Tasks for this exercise:
A. List every event that, according to the sample clause in the cohabitation post below, ends alimony payments.
B. Under a typical cohabitation clause, as described in the cohabitation post below, what may the alimony payer seek if the recipient lives with another individual?

Excerpted text:
Tuesday, August 25, 2009

Cohabitation

Most divorce property settlement agreements in which alimony is a component will contain a clause regarding cohabitation by the alimony recipient. The clause is part of what many divorce lawyers call the boilerplate clauses, identified as standard, usual sections or paragraphs that appear in most settlement agreements. Many attorneys will give the boilerplate clause a cursory reading because they have seen them before. But to the divorcing couple boilerplate clauses can contain wording which may have subsequent unintended consequences. A cohabitation clause generally states that if the alimony recipient resides with another individual usually an unrelated person of the opposite sex (but not always defined as such) the alimony payer can seek court intervention to modify or terminate the alimony obligation. The reasoning behind the clause is to keep the alimony recipient from residing with the significant other and still reap the benefits of alimony. Consider the following cohabitation standard clause.

Alimony payments shall terminate upon the death of the Husband, the death of the Wife, the remarriage of the Wife, or in the event the Wife resides with any unrelated man without the benefit of marriage for a period continuing for beyond sixty (60) consecutive days.

Stored rows:
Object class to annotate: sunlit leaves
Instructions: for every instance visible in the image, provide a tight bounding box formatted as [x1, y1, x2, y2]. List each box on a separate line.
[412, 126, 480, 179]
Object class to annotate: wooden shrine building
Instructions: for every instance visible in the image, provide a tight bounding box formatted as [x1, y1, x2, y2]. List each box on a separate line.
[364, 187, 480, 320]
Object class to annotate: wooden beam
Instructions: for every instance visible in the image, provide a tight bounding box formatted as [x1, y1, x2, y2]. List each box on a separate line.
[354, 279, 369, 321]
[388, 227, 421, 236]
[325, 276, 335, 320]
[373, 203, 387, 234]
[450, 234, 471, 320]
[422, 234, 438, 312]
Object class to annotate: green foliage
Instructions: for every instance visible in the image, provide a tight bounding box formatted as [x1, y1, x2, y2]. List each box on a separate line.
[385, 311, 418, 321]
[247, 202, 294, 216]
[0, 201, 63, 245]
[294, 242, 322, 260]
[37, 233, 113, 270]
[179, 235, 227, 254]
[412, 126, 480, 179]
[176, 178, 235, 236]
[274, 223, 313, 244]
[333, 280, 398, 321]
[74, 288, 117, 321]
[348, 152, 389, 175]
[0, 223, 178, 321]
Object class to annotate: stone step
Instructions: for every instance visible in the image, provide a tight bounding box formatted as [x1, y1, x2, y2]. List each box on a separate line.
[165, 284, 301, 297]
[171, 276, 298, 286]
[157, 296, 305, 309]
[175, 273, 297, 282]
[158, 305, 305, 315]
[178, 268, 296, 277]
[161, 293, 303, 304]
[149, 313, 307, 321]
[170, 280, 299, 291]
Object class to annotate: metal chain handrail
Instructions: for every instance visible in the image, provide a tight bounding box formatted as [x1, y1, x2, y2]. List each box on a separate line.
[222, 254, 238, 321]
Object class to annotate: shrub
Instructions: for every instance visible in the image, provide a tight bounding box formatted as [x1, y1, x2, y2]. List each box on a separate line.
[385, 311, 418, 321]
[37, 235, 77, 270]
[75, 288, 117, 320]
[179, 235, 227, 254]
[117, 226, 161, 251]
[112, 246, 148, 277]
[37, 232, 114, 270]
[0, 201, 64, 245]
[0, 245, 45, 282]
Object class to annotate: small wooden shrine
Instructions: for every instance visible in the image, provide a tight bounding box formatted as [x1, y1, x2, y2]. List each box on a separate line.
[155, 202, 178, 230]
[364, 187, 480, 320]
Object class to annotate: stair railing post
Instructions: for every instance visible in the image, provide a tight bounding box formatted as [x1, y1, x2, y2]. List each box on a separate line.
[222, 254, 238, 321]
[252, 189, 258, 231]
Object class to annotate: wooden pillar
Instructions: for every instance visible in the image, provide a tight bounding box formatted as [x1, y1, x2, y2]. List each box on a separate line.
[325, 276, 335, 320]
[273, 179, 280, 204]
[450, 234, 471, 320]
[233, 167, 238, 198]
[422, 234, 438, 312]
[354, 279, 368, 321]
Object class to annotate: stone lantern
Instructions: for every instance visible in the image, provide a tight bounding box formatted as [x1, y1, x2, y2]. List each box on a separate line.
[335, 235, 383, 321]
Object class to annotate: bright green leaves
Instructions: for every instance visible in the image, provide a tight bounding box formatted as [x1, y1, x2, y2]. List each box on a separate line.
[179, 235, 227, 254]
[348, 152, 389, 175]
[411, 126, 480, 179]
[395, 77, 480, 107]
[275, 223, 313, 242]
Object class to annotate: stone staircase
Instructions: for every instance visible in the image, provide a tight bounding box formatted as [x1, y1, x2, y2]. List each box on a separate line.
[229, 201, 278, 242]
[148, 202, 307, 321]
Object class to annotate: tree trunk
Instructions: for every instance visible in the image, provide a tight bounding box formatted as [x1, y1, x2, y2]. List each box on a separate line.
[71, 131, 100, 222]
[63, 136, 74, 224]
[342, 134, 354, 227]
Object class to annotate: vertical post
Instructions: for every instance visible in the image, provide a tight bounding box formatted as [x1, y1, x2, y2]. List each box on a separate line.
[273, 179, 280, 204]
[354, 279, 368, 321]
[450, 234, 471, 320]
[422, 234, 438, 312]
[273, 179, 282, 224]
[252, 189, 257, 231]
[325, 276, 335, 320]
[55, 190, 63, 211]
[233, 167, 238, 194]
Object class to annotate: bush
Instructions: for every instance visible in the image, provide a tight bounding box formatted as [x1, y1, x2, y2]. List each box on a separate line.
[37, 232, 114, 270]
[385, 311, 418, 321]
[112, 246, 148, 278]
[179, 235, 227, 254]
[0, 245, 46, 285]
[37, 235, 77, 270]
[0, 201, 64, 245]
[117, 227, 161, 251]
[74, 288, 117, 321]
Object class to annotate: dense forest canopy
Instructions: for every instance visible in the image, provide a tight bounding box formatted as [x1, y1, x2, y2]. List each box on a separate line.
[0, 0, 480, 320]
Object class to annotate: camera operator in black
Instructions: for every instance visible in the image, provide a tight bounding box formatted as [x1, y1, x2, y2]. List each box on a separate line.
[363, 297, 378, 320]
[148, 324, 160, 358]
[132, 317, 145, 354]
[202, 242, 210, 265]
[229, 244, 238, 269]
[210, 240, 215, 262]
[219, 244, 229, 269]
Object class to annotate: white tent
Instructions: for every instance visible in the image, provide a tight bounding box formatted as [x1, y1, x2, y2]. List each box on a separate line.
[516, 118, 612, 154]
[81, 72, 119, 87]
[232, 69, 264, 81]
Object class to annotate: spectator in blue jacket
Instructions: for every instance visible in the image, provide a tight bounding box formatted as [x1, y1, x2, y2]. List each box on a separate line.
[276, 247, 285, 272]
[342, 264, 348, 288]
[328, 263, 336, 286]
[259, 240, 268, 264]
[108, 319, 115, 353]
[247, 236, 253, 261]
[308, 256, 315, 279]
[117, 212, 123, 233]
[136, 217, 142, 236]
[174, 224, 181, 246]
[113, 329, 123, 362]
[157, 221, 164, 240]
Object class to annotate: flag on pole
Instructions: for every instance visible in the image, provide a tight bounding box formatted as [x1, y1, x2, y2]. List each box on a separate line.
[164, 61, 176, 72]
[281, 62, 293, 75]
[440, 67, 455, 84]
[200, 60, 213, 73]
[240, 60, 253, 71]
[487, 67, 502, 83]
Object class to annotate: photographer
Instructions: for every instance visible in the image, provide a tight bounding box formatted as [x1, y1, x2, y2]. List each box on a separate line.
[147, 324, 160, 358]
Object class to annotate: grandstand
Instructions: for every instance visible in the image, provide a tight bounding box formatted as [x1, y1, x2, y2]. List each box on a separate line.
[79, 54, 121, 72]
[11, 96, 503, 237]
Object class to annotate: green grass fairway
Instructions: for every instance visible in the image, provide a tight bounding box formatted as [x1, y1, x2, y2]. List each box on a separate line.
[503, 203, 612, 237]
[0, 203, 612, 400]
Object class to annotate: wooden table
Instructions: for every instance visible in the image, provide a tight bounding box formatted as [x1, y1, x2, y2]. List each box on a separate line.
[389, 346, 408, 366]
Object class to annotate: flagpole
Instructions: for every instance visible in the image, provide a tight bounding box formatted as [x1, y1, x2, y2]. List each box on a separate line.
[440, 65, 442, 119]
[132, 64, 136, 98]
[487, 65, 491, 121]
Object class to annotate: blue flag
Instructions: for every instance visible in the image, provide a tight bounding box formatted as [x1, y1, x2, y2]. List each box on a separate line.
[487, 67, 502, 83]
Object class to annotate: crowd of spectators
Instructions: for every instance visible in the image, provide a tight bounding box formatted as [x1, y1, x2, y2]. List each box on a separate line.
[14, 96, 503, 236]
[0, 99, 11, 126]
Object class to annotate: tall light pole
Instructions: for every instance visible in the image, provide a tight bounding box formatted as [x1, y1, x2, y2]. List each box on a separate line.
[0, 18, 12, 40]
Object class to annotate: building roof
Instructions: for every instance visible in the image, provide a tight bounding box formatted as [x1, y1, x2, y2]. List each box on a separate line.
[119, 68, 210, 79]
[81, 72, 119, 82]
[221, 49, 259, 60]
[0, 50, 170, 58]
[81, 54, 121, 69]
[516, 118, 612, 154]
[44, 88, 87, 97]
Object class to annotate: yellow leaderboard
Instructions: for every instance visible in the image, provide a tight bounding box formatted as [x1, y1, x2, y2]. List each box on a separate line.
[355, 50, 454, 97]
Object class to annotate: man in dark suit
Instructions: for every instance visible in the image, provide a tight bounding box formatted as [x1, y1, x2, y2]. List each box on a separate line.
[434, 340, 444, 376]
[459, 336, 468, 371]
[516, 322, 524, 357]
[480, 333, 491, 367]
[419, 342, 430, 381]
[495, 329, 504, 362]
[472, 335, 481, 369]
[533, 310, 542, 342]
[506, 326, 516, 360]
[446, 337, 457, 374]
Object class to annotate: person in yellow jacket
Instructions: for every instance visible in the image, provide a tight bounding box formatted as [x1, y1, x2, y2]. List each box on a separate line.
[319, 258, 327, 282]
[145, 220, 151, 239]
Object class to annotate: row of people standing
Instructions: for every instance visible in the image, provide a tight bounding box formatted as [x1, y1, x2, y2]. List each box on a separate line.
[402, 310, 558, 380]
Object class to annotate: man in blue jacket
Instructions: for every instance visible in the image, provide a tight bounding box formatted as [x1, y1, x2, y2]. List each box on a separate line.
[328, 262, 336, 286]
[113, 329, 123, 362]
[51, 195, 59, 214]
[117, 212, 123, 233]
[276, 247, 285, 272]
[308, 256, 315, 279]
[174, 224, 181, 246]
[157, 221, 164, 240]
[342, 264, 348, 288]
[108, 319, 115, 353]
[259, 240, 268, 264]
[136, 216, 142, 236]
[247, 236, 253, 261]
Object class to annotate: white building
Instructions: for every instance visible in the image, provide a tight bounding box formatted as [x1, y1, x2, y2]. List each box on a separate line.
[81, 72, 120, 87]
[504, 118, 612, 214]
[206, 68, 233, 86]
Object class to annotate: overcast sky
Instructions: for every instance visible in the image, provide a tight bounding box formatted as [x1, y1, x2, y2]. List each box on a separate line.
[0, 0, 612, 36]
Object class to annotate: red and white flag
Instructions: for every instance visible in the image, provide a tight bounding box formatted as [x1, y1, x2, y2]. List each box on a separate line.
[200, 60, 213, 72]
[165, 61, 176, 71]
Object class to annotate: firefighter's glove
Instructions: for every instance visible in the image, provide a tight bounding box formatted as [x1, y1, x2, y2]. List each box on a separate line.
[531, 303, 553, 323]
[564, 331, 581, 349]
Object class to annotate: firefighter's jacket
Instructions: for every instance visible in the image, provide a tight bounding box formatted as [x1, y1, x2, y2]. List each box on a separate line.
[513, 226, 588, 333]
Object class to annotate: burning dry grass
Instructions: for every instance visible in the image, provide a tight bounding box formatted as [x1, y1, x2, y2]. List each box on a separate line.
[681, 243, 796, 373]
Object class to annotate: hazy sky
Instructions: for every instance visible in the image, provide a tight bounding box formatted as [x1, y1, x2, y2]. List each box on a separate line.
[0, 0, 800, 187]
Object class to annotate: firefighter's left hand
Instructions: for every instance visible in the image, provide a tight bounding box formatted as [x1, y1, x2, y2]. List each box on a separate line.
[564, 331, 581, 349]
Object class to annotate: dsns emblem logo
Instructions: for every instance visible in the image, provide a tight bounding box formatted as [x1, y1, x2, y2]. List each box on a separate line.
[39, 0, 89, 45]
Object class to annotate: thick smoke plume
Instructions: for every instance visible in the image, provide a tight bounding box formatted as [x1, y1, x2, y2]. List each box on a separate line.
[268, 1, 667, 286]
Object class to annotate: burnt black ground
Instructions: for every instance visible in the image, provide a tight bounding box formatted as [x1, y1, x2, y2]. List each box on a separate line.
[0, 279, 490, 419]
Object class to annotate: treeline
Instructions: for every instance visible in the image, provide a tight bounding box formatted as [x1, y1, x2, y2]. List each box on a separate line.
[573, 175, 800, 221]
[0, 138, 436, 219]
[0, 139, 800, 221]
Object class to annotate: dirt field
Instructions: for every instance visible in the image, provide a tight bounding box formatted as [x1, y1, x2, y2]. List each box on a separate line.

Solutions to each task:
A.
- The death of the Husband
- The death of the Wife
- The remarriage of the Wife
- The Wife residing with any unrelated man without the benefit of marriage for more than sixty (60) consecutive days

B. The payer may seek court intervention to modify or terminate the alimony obligation.